> [PROMPT]: Set down, word for word, the stretch of lines from the one containing "Would you be able to point out the bus shadow" to the end of the records below.

--- EXCERPTED DATA Enclosed Below ---

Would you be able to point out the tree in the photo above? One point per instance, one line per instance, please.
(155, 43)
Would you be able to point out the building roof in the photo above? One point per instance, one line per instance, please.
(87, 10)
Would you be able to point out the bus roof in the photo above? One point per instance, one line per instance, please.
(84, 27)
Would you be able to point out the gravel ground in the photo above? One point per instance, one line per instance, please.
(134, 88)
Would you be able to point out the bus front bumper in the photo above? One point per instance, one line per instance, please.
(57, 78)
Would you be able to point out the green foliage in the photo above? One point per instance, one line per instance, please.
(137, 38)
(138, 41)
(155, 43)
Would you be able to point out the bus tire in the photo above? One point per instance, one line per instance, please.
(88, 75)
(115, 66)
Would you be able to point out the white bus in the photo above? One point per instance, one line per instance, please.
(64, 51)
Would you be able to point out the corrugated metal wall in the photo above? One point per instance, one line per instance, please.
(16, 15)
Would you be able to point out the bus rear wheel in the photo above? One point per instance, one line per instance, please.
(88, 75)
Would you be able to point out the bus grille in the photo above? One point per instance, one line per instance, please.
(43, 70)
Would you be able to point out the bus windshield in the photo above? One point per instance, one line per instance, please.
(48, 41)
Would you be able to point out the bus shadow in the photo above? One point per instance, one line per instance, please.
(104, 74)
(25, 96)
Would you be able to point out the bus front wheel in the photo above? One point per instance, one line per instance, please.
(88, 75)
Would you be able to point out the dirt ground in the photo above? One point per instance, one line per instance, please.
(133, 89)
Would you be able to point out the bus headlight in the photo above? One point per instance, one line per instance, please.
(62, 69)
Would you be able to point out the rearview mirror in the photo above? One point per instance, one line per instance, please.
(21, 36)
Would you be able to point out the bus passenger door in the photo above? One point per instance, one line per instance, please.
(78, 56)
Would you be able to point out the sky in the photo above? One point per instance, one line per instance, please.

--- End of Enclosed EXCERPTED DATA ---

> [OUTPUT OF THE EXERCISE]:
Would you be able to point out the bus shadow in the photo above? One point per instance, one line per instance, please.
(104, 74)
(25, 96)
Would you be able to point out the bus front wheel in the photo above? One point per instance, one line per instance, please.
(88, 75)
Would you be able to point out the dirt ground in the photo above? One point per instance, one line per instance, please.
(133, 89)
Would you be able to point out the bus headlight in the photo above? One point per instance, one line per instance, please.
(62, 69)
Would you be able to point out the rearview mirror in the photo above? One point per instance, one line per instance, please.
(21, 36)
Would you be able to point out the bus passenger door in the photo above? One point per instance, one line per instance, please.
(78, 56)
Would you be able to point out the sky in the photo above? One point per instance, one line per instance, please.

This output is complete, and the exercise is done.